Contour annotation records

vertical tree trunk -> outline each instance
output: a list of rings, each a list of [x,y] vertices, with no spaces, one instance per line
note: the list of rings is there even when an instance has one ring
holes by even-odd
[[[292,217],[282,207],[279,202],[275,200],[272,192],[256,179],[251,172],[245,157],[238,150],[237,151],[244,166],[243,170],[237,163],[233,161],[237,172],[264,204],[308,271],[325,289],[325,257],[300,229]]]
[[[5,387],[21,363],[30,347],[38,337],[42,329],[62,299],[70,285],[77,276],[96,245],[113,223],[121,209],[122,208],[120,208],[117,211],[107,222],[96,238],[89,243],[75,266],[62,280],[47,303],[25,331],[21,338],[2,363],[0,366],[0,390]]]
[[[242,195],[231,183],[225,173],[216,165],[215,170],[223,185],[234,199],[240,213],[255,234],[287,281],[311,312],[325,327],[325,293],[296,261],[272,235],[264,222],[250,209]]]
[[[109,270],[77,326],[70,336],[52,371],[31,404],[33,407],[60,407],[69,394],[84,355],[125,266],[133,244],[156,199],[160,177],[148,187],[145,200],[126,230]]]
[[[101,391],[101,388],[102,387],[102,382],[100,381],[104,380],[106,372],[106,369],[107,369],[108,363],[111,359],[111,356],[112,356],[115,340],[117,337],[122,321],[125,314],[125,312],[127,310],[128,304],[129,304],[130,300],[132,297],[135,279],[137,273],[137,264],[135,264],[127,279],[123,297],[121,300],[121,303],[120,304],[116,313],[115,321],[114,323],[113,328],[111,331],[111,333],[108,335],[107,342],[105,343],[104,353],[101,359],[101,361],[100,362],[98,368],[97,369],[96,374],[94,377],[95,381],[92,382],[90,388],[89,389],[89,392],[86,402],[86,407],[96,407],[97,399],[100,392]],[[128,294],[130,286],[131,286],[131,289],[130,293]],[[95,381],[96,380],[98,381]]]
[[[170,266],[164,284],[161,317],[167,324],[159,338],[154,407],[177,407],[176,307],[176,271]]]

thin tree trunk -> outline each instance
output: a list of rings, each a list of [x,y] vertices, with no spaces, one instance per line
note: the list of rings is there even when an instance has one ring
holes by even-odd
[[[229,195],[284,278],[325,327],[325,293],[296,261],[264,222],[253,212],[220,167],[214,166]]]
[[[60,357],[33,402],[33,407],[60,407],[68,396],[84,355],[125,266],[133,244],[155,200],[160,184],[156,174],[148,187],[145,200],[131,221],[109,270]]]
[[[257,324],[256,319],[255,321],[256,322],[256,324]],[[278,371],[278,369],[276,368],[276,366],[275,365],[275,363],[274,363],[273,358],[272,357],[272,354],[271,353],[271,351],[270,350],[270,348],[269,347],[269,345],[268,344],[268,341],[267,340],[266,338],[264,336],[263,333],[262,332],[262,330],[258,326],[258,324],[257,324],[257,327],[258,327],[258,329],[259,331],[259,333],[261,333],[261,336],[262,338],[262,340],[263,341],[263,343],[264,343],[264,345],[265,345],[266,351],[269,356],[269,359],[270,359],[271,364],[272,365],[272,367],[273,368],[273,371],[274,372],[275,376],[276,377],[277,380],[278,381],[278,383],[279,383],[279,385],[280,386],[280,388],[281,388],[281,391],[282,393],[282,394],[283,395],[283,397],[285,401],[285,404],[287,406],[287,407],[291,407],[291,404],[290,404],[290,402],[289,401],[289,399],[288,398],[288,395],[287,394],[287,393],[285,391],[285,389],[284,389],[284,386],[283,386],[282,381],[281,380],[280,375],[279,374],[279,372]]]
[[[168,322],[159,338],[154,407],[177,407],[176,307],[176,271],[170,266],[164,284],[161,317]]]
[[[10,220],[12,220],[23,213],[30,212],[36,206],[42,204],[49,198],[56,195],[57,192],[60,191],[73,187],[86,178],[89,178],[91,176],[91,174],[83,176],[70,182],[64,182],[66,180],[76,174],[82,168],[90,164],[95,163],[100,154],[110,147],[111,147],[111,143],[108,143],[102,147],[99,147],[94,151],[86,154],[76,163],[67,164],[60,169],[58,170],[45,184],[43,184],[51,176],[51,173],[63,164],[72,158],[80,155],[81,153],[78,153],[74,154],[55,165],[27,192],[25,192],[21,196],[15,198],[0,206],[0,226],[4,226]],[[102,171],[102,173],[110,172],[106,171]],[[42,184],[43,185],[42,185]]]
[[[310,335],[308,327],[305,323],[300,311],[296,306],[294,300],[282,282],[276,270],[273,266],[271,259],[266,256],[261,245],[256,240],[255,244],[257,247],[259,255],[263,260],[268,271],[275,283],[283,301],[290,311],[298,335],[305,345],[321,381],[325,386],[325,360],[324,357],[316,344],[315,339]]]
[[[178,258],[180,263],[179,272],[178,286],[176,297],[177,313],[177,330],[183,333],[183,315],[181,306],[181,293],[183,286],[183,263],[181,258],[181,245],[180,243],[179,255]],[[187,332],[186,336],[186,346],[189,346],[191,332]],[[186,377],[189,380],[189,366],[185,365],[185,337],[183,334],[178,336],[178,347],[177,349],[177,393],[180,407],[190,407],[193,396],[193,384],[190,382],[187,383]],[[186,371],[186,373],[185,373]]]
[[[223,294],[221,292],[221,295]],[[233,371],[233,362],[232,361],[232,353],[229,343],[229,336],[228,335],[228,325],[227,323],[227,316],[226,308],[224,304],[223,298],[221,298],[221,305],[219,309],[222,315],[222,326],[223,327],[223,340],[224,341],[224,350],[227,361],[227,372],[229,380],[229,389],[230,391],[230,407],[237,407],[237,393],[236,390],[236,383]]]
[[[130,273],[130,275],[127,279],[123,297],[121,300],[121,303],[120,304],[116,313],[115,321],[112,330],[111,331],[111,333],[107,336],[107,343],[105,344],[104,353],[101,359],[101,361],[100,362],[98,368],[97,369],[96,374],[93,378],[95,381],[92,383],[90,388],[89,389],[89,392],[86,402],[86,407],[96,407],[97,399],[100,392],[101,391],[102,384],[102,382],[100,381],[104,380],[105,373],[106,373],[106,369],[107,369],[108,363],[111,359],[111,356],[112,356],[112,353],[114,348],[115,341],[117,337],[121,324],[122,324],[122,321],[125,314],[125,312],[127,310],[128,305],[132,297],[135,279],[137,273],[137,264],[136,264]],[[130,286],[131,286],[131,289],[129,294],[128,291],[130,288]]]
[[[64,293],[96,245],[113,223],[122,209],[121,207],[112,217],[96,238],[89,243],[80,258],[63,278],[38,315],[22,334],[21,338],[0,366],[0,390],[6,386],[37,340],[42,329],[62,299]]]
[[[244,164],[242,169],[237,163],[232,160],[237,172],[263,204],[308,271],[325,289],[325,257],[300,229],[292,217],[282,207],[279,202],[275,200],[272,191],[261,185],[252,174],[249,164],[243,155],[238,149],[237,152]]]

Exercise aim:
Count the lines in the records above that contain the string "trunk", and give only the number.

The reply:
2